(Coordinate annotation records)

■ ■ ■ ■

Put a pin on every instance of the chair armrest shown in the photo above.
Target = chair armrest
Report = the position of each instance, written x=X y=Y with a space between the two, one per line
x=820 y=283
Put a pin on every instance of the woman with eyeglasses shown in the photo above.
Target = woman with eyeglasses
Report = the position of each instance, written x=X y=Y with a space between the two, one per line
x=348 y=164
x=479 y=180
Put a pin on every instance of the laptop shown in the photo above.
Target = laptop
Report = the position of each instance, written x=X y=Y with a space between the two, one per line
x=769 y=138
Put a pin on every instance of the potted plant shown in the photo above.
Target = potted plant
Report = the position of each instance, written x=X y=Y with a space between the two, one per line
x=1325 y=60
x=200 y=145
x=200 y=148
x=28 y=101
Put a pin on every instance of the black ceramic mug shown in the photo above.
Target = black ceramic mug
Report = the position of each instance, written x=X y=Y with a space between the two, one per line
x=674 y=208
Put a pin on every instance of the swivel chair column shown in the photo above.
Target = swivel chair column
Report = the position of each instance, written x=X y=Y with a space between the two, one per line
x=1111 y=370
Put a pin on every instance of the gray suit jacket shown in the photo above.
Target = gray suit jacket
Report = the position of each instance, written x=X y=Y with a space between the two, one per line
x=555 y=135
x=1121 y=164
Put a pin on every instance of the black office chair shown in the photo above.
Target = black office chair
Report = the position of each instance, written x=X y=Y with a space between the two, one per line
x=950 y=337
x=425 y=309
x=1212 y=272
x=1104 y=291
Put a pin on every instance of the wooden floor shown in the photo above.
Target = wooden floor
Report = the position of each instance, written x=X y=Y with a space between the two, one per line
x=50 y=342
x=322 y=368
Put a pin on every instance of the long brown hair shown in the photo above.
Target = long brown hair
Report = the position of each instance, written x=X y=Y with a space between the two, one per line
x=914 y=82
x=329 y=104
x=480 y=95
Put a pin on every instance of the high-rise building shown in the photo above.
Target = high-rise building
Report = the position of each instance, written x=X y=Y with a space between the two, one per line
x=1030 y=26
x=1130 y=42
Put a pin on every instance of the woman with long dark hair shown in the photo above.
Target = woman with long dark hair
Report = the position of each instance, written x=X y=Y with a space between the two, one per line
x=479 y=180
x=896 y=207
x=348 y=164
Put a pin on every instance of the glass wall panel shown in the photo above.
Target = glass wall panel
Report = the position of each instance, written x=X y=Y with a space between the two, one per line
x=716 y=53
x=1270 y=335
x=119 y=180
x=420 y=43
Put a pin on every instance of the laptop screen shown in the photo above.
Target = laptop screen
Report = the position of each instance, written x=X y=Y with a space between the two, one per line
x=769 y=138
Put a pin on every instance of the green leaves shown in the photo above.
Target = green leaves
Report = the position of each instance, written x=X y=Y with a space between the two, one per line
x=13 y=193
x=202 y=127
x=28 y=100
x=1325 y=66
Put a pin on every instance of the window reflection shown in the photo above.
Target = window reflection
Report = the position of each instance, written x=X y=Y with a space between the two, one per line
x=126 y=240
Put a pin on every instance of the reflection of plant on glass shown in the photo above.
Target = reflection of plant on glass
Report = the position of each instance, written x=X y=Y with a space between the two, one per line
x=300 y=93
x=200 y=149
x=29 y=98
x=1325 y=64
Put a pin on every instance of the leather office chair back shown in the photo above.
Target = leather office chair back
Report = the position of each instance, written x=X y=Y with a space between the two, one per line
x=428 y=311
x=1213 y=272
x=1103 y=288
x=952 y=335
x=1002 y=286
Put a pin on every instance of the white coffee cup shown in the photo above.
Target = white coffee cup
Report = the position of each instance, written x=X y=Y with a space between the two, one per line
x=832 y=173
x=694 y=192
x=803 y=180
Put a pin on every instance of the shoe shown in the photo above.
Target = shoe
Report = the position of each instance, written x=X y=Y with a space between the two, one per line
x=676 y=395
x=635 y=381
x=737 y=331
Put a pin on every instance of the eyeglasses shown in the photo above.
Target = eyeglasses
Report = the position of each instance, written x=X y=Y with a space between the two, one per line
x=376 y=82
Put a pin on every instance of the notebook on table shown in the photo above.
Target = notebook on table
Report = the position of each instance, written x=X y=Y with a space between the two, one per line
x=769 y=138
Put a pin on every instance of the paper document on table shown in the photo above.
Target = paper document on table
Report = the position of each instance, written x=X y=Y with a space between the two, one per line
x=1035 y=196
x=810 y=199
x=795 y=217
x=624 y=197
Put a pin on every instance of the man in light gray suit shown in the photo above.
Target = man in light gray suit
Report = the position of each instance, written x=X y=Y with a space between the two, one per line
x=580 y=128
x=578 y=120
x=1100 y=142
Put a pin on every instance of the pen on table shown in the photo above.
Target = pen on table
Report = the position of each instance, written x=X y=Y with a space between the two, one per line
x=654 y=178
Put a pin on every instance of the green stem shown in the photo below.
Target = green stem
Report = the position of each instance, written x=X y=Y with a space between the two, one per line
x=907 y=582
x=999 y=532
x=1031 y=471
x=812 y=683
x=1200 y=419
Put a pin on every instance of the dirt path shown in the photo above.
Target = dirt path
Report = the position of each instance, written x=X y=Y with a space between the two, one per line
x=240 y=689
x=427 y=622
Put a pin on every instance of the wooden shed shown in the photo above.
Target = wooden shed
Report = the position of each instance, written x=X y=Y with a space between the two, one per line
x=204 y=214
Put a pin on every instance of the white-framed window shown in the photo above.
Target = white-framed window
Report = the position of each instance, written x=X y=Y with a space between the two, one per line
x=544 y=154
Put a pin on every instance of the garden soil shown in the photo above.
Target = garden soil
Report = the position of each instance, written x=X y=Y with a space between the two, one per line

■ ■ ■ ■

Rewrite the records from the line containing "Put a pin on every instance of the laptop shown" up to and including the line containing "x=674 y=208", requests included, multiplying every coordinate in the answers by 0.65 and rounding to the nearest whole number, with halves rounded up. Reproduce only those lines.

## Output of the task
Put a pin on every instance of the laptop shown in the photo above.
Target = laptop
Report = the position of each instance, written x=X y=Y with a space between the two, one per line
x=500 y=90
Put a pin on every instance of the potted plant shown in the photo above.
Target = potted plant
Report = the position of each instance, written x=X y=Y with a space between the two, one per line
x=861 y=39
x=130 y=94
x=130 y=96
x=18 y=66
Put a pin on every instance of the black ceramic mug shown in the photo above.
Target = black ceramic mug
Report = the position of each instance, written x=X y=Y with a space between the two, one per line
x=438 y=135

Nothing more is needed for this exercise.